Da Grande Comunicatore a scomunicato dal web, processato in diretta, anzi on line, proprio sull’informazione. Lui, Nichi Vendola, lo direbbe di certo meglio, magari con un anacoluto, un artificio a effetto o un poetare magniloquente, robe così. Ma insomma questo è per noi mortali della comunicazione: il troppo stroppia e tanto va la gatta al lardo che ci lascia lo zampino. La zampa di Nikita s’è impigliata nelle sue stesse parole. «Ma parla come magni», gli rinfaccia adesso quella stessa Rete che lui ebbe a definire «un enorme propulsore di messaggi di pace e di libertà, sempre più un vero e proprio luogo del possibile».
Ecco. Quel luogo di libertà che in principio lo osannò, adesso è di lui che si vuole liberare. Rinfacciandogli proprio quel suo filosofare ingombrante, ormai simbolo di una sinistra che una volta riempiva le piazze di carne e ossa e adesso svuota persino quelle virtuali.
Il processo si è compiuto l’altra sera sulla pagina Facebook di Nichi. Lui ha tentato, una volta ancora, di arringare la folla, con un post contro le nomine Rai, Maccari al Tg1 e Casarin al Tgr: «Sono senza parole. Quello che si è consumato in Cda è uno scandalo lungamente preparato ed annunciato. Il servizio pubblico dell’informazione ancora una volta è umiliato dalla protervia di un potere politico volgare e dozzinalmente padronale. Non si può tacere, non si può rimanere inerti, nelle istituzioni e nel Paese. L’opposizione si muova, il governo da parte sua non ha nulla da dire?».
Se è vero che la Rete dà voce al popolo, il popolo urlava: «Vendola è senza parole ma nessuno si muove, in fondo fanno troppo gola i soldini per ribellarsi al sistema mafioso che avete costruito» lo ha attaccato Roberto Cardelli; «Ma quale opposizione, se vuoi stare con Pd e Udc, vergognati!» ha infierito Adalberto Alquati; «Nichi abbandona la retorica e riabbraccia la lotta politica e di idee» ha suggerito Enrico Crocerossa; «Ma ci stai prendendo per i fondelli? Ma se siete tutti d’accordo!» ha puntato il dito Danio Cioni; «E voi cosa proponete? Non si può contestare senza proporre» l’ha rimproverato Riccardo Brughera. Fino ad Alessandra Di Benedetto, impietosa: «Ma parla come magni». Gli rimproverano tutto. L’occhiolino che Sel strizza all’Udc, una volta sapeva di nuovi scenari, ora puzza di inciucio; l’opposizione che sarebbe meglio un bel tacere, se poi nei fatti non ne azzecca una; quel surplus di domande poste a chi governa senza mai proporre una risposta fattibile.

Record dei contorni di regioni denominate
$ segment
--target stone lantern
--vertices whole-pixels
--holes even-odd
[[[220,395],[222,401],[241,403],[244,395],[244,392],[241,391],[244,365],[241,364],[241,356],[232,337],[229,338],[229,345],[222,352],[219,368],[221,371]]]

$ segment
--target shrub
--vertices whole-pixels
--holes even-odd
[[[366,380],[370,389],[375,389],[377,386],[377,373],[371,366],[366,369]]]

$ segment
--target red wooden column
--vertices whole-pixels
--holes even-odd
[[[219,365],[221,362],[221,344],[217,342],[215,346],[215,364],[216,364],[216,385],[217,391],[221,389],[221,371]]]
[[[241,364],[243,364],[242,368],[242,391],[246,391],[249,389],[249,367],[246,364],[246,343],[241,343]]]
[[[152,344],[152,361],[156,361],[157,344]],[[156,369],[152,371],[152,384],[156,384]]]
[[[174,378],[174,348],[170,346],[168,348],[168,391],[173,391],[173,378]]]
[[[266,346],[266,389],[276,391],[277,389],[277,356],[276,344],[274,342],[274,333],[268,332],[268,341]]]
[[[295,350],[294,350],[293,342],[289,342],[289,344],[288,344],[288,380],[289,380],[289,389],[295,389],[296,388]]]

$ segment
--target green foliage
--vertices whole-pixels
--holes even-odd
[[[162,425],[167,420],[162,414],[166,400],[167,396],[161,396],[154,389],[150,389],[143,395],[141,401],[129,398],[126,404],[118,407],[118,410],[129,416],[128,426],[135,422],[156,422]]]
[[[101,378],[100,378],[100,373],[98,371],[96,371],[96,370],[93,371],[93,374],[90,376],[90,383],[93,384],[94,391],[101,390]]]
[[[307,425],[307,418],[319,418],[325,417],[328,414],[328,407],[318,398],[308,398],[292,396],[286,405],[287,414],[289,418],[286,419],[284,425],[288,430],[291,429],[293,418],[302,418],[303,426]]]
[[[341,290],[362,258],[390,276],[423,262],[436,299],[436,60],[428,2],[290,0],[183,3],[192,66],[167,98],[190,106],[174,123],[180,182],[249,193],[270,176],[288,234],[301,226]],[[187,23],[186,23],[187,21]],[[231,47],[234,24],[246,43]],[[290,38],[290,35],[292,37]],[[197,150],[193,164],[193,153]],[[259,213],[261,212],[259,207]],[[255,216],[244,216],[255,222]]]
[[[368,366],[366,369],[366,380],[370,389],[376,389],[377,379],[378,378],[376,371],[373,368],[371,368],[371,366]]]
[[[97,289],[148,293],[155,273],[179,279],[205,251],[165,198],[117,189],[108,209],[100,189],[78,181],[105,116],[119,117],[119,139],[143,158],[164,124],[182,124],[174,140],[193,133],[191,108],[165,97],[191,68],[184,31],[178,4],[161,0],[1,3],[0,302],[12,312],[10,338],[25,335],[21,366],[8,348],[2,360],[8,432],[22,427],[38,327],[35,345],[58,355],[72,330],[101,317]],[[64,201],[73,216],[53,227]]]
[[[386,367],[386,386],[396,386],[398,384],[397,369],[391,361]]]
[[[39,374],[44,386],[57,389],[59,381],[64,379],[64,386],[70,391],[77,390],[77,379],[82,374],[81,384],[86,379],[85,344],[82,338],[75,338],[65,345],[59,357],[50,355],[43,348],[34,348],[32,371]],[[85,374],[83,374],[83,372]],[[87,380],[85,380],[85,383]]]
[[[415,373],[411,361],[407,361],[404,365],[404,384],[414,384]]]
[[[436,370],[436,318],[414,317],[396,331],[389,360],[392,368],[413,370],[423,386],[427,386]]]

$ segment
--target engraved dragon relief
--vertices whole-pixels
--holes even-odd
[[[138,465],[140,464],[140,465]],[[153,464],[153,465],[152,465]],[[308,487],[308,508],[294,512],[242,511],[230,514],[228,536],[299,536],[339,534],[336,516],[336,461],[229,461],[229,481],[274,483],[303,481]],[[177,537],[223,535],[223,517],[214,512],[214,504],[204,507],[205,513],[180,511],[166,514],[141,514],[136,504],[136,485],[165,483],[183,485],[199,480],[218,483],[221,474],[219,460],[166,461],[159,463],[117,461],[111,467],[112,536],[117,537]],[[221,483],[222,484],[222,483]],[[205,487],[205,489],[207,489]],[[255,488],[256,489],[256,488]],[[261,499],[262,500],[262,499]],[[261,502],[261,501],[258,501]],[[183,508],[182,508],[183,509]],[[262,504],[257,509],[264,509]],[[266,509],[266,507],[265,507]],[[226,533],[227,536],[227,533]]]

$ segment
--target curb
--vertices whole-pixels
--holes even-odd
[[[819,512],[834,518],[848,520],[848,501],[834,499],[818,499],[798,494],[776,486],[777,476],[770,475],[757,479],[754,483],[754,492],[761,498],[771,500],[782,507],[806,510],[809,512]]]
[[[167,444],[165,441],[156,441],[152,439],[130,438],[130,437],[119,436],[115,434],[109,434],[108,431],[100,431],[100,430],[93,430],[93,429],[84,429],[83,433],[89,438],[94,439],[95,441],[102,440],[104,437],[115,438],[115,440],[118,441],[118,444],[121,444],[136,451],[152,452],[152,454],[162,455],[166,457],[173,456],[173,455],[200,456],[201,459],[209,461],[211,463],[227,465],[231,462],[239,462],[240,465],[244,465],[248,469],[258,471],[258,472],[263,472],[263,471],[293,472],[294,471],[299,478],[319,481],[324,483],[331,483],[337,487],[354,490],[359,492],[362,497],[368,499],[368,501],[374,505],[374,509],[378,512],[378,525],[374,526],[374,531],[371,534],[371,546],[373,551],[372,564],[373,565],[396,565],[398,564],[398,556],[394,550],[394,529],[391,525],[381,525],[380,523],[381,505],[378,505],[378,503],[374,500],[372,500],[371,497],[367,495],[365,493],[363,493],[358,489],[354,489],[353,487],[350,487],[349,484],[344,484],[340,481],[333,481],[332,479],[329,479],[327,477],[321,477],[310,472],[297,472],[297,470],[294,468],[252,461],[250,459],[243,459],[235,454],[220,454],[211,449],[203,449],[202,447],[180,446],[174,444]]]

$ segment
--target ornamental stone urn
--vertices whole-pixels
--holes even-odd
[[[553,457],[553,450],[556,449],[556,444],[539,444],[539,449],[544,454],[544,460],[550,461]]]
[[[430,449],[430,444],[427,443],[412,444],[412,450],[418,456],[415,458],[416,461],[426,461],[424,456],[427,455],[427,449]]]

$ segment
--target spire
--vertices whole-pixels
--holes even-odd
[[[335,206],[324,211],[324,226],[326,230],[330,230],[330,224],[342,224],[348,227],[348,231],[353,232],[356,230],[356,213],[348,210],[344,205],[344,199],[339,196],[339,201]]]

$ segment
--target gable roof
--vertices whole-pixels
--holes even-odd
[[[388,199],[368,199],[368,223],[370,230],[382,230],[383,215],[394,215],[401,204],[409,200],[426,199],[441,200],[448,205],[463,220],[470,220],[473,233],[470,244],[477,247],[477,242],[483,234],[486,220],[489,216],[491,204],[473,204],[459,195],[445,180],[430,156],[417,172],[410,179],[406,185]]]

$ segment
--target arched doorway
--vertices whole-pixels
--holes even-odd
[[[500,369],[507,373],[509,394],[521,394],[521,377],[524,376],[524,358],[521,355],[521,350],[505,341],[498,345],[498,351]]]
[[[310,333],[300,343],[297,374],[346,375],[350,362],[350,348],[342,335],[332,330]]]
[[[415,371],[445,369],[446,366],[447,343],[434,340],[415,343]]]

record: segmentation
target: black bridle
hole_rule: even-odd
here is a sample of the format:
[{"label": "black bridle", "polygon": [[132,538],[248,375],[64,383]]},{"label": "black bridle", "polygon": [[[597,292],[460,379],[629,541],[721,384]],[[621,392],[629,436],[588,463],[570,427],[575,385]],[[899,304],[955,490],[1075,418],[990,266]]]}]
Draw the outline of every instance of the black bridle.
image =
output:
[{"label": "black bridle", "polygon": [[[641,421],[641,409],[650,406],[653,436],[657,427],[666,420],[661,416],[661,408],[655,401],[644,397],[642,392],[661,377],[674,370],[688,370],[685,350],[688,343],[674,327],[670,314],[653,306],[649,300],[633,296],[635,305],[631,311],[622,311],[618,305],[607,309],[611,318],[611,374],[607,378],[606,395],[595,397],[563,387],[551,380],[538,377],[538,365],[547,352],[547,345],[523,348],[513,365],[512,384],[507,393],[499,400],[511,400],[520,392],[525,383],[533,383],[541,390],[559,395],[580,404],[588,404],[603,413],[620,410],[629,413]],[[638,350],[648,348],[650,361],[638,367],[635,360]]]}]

# Esercizi
- a) Trascrivi dall'articolo tutto il passo che va da "Ecco. Quel luogo" fino a "persino quelle virtuali.".
- b) Mostra ogni riga dei record che contiene la stringa "label", tenendo conto di maiuscole e minuscole.
L'articolo e i record provengono da fonti diverse.

# Le risposte
- a)
Ecco. Quel luogo di libertà che in principio lo osannò, adesso è di lui che si vuole liberare. Rinfacciandogli proprio quel suo filosofare ingombrante, ormai simbolo di una sinistra che una volta riempiva le piazze di carne e ossa e adesso svuota persino quelle virtuali.

- b)
[{"label": "black bridle", "polygon": [[132,538],[248,375],[64,383]]},{"label": "black bridle", "polygon": [[[597,292],[460,379],[629,541],[721,384]],[[621,392],[629,436],[588,463],[570,427],[575,385]],[[899,304],[955,490],[1075,418],[990,266]]]}]
[{"label": "black bridle", "polygon": [[[641,421],[641,409],[650,406],[653,436],[657,427],[666,420],[661,416],[661,408],[655,401],[644,397],[642,392],[661,377],[674,370],[688,370],[685,350],[688,343],[674,327],[670,314],[653,306],[649,300],[633,296],[635,305],[631,311],[622,311],[618,305],[607,309],[611,318],[611,374],[607,378],[606,395],[595,397],[563,387],[551,380],[538,377],[538,365],[547,352],[547,345],[523,348],[513,365],[512,384],[507,393],[499,400],[511,400],[520,392],[525,383],[533,383],[541,390],[559,395],[580,404],[588,404],[603,413],[620,410],[629,413]],[[638,350],[648,348],[650,361],[638,367],[635,360]]]}]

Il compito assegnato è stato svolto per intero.